BRANO ESTRATTO:
────────

Come si sarebbe potuta gestire l’emergenza COVID-19 con la telemedicina?
Uno dei motivi alla base della poca diffusione della telemedicina in Italia è l’alfabetizzazione digitale, molto scarsa tra i medici e operatori sanitari del nostro paese. E Pillon non ci gira intorno: «Oggi i medici italiani stanno pagando con la vita la mancata applicazione della telemedicina. Ci voleva il Covid-19 per dare una “bastonata in testa” alla resistenza al cambiamento».
La televisita va proceduralizzata, non ci può basare su WhatsApp per mandare referti e quesiti medici. Ma al momento queste piattaforme sono l’unico mezzo di comunicazione efficace. «Io lavoro su un gruppo FB – ammette Pillon – si chiama “Ecografia toracica”. Stiamo salvando delle vite con questo gruppo, perché condividiamo video con ecografi e ci scambiamo opinioni con colleghi sull’ecografia toracica, l’esame al momento più sensibile per individuare lesioni polmonari precoci che segnalano un peggioramento dovuto al Covid-19». E l’ecografia toracica è un esame che si può fare anche a domicilio, con un apposito dispositivo da collegare via smartphone. Se la telemedicina fosse già operativa, un medico in centrale potrebbe collegarsi con i pazienti da monitorare a casa e controllare come stanno i polmoni attraverso queste semplice esame, che può fare il paziente da solo oppure con l’aiuto, sempre da remoto, di un operatore sanitario.
Ma oltre a monitorare i pazienti costretti a rimanere a casa, la telemedicina, se fosse stata implementata in tutte le Regioni, avrebbe potuto davvero fare la differenza: i focolai di Lodi e Bergamo si sarebbero potuti gestire monitorando i pazienti a domicilio anche con l’aiuto di altri medici, collegati da remoto da diverse parti di Italia, invece di gravare tutto il peso sui medici locali.
Il monitoraggio del paziente potrà avvenire anche tramite un selfie?

────────

MATERIALE:
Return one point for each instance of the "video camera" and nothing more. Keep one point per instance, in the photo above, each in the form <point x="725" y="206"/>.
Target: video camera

────────

DOMANDE:
1 > Trascrivi dal brano sulla telemedicina tutto il passo che va da "Ma oltre a monitorare" fino a "sui medici locali.".
2 > Indica se ciascuna affermazione concorda con il brano sulla telemedicina, rispondendo sì o no e citando tra virgolette le parole del brano che lo stabiliscono. (a) L'ecografia toracica si può eseguire anche a domicilio. (b) Il gruppo Facebook in cui lavora Pillon si chiama "Telemedicina in rete". (c) L'alfabetizzazione digitale è molto diffusa tra i medici italiani.

SOLUZIONI:
1 >
Ma oltre a monitorare i pazienti costretti a rimanere a casa, la telemedicina, se fosse stata implementata in tutte le Regioni, avrebbe potuto davvero fare la differenza: i focolai di Lodi e Bergamo si sarebbero potuti gestire monitorando i pazienti a domicilio anche con l’aiuto di altri medici, collegati da remoto da diverse parti di Italia, invece di gravare tutto il peso sui medici locali.

2 >
(a) Sì: «l’ecografia toracica è un esame che si può fare anche a domicilio».
(b) No: «si chiama “Ecografia toracica”».
(c) No: «molto scarsa tra i medici e operatori sanitari del nostro paese».